◆ Document extract:
★ ★ ★ ★ ★
Report stuck & aborted WU here please - II

Message boards : Number crunching : Report stuck & aborted WU here please - II

To post messages, you must log in.

Previous · 1 · 2 · 3 · 4 · 5 · 6 · 7 · 8 . . . 9 · Next

AuthorMessage
Grutte Pier [Wa Oars]~MAB The Frisian
Avatar

Send message
Joined: 6 Nov 05
Posts: 87
Credit: 497,588
RAC: 0
Message 13737 - Posted: 14 Apr 2006, 17:24:02 UTC - in response to Message 13719.  

Just a reminder to those who are posting stuck WU's -- please abort the 4 work units below. We know why they're hanging, are not sending out anymore, and are giving credits to any of these jobs that have timed out! Thanks.



I read the above as saying, no credit granted when we actually abort the stuck units although credit is granted when we leave them to timeout? Will this now be the standard way of dealing with all workunit timeouts or only in this case?


Random, I suppose.
I have let a Wu go on (graphics were moving) so it timed out or it aborted itself and no credits.
Can't be positive anymore about this project.
Have run it for about 5 months and another fortnight and than it's over.

ID: 13737 · Rating: 0 · rate: Rate + / Rate - Report as offensive    Reply Quote
Chilcotin

Send message
Joined: 5 Nov 05
Posts: 15
Credit: 16,969,500
RAC: 0
Message 13743 - Posted: 14 Apr 2006, 18:15:57 UTC
Last modified: 14 Apr 2006, 18:17:57 UTC

Workunit aborted after 23 hours. Stuck at 1.04 %.

https://boinc.bakerlab.org/rosetta/workunit.php?wuid=13940837

Link


edit: looks like this may be one of the 4 already flagged in the postings above ...
ID: 13743 · Rating: 0 · rate: Rate + / Rate - Report as offensive    Reply Quote
Laurenu2

Send message
Joined: 6 Nov 05
Posts: 57
Credit: 3,818,778
RAC: 0
Message 13780 - Posted: 14 Apr 2006, 21:29:03 UTC

The 1.4 stalls are still coming I am vary tired of aborting them and losing the tens of thousands of points that are NOT granted in wasted CPU time.
If this project is going to keep letting out BAD work WU's.
Rosetta need to find a way to purge these Bad WU's from there servers when they are found to cause problems like these have. And / or send commands to the users client to delete or abort the Bad WU's on any upload / download to the Rosetta servers.
To keep all the bad WU's in the system or on the Rosetta servers and forcing us to run them to purge them them from the Rosetta system is unfair to us and does damage to the project reputation.
★ ★ ★ ★ ★
◆ Raw records:
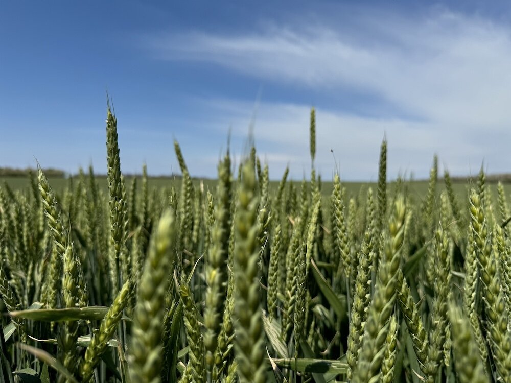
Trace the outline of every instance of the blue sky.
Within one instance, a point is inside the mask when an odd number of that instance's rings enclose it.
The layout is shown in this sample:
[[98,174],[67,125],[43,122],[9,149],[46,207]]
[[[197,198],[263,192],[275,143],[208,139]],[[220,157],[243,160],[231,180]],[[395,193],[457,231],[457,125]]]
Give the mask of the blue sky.
[[[511,6],[505,2],[2,2],[0,166],[106,170],[106,91],[123,171],[214,177],[251,121],[280,177],[511,171]],[[335,159],[331,153],[334,153]]]

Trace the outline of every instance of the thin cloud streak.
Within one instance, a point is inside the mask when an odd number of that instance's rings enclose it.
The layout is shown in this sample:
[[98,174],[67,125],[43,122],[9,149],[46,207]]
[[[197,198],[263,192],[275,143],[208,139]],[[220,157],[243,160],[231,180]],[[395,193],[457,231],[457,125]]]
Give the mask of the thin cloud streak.
[[[462,122],[467,129],[509,121],[508,28],[445,10],[411,21],[396,17],[390,26],[385,21],[363,19],[350,31],[270,26],[244,35],[194,31],[145,41],[161,59],[213,63],[311,87],[352,87],[419,119]],[[357,30],[363,35],[357,37]]]

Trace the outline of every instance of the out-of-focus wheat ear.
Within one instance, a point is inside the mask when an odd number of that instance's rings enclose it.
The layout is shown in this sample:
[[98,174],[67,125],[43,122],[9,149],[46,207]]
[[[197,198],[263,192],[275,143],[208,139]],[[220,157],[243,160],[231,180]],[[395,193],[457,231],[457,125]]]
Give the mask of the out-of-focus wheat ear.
★ ★ ★ ★ ★
◆ Exercise prompt: Please return everything in the thread about stuck work units from "Just a reminder" down to "about this project.", copied word for word.

◆ Task output:
Just a reminder to those who are posting stuck WU's -- please abort the 4 work units below. We know why they're hanging, are not sending out anymore, and are giving credits to any of these jobs that have timed out! Thanks.



I read the above as saying, no credit granted when we actually abort the stuck units although credit is granted when we leave them to timeout? Will this now be the standard way of dealing with all workunit timeouts or only in this case?


Random, I suppose.
I have let a Wu go on (graphics were moving) so it timed out or it aborted itself and no credits.
Can't be positive anymore about this project.